DOCUMENT SECTION:
▼▼▼
I toyed with ocfs2 for about two days. Then I just went for gfs2 and since
then our dual-primary system is providing the storage for the virtual systems
just fine. That is we mostly use files as disks for the VMs. If you are okay
with clustered lvm, you can also do that. But as far as I see it, that is
harder to extend unless you export the underlying drbd-resource via iscsi/AoE
to the third and folowing nodes.
With gfs2 (or ocfs2) the third node can just mount the same dir via nfs.

Post by Nick Morrison
Am I mad? Should it work? Will performance suck compared with running
DRBD directly on the physical machines?

It is one additional layer of complexity and weak points: For your cluster to
work, you not only need the host to work but also some special virtual
machines. And of course you add one layer of buffering and cpu-load.

Have fun,

Arnold

Nick Morrison

14 years ago

Permalink

...

If you don't mind my asking: Which distro are you using for your GFS2 cluster?

Nick

Arnold Krille

14 years ago

Permalink

...

Debian squeeze with the cluster-stuff from backports. And the kernel from
backports because of the e1000e network cards, which makes drbd complain
because kernel-space is one micro-version smaller then userspace. I plan to
downgrade the kernel once I create or find dkms-packages for the e1000e...

I have to admitt that I haven't yet decided whether the third and following
nodes will receive the virt-pool via iscsi+gfs or nfs, iscsi+gfs has the
advantage that I could do multipath-iscsi.

That being said, I cant wait for drbd to support more then two active mirrors!

Have fun,

Arnold

Nick Morrison

14 years ago

Permalink

Post by Arnold Krille

Post by Nick Morrison
I have two physical servers, reasonably specced. I have a 250GB LVM volume
spare on each physical server (/dev/foo/storage). I would like to build a
KVM/QEMU virtual machine on each physical server, connect /dev/foo/storage
to the virtual machines, and run DRBD inside the two VM guests.

Why would you want to do that?

I have two servers; I would like to provide shared storage, and run virtual machines. I don't want to care which server the VM runs on.

I would prefer to use primary/secondary+nfs rather than dual-primary+gfs2/ocfs2, because of the hassle of split-brain. I mount nfs-floating-ip:/data/share into /var/lib/libvirt/images/nfs, and it doesn't matter whether the NFS server / floating IP is local or on the other machine.

Except it does, because it's NFS.
▲▲▲
Data records:
▼▼▼
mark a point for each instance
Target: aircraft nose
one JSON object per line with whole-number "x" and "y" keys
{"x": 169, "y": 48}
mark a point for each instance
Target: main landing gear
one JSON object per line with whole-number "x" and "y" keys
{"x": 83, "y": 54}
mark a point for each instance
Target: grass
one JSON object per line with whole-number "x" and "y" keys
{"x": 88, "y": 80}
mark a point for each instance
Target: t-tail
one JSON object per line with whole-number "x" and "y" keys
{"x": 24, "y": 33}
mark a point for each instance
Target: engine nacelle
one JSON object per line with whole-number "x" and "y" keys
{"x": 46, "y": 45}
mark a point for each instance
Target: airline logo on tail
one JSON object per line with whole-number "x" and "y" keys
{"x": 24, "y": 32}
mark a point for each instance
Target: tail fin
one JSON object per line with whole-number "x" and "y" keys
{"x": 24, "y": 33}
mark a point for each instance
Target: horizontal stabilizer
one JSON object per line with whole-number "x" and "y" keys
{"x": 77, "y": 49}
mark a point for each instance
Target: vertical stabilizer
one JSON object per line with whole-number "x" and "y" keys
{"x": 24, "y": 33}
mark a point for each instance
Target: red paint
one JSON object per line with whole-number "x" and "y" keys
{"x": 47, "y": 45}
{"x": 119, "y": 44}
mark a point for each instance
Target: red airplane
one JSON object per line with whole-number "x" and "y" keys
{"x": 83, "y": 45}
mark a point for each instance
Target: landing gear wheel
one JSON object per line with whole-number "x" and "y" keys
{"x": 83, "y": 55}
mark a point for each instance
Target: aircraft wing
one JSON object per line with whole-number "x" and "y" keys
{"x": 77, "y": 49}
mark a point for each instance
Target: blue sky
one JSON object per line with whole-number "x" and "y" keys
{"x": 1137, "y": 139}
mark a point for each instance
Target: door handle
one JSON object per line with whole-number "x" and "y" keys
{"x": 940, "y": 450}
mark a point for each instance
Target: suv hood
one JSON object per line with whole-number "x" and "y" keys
▲▲▲
SET TASK 1:
Can you condense the paragraph in the forum thread beginning "Debian squeeze with the cluster-stuff" into a short bulleted list that keeps its main facts?
SET TASK 2:
What protocols does the forum thread name as ways to give the third and following nodes access to the storage?

PROBLEM SOLUTION 1:
- Runs Debian squeeze, with the cluster software from backports.
- The kernel also comes from backports because of the e1000e network cards.
- DRBD complains about this because kernel-space is one micro-version smaller than userspace.
- The plan is to downgrade the kernel once dkms packages for the e1000e are created or found.

PROBLEM SOLUTION 2:
- iSCSI
- AoE
- NFS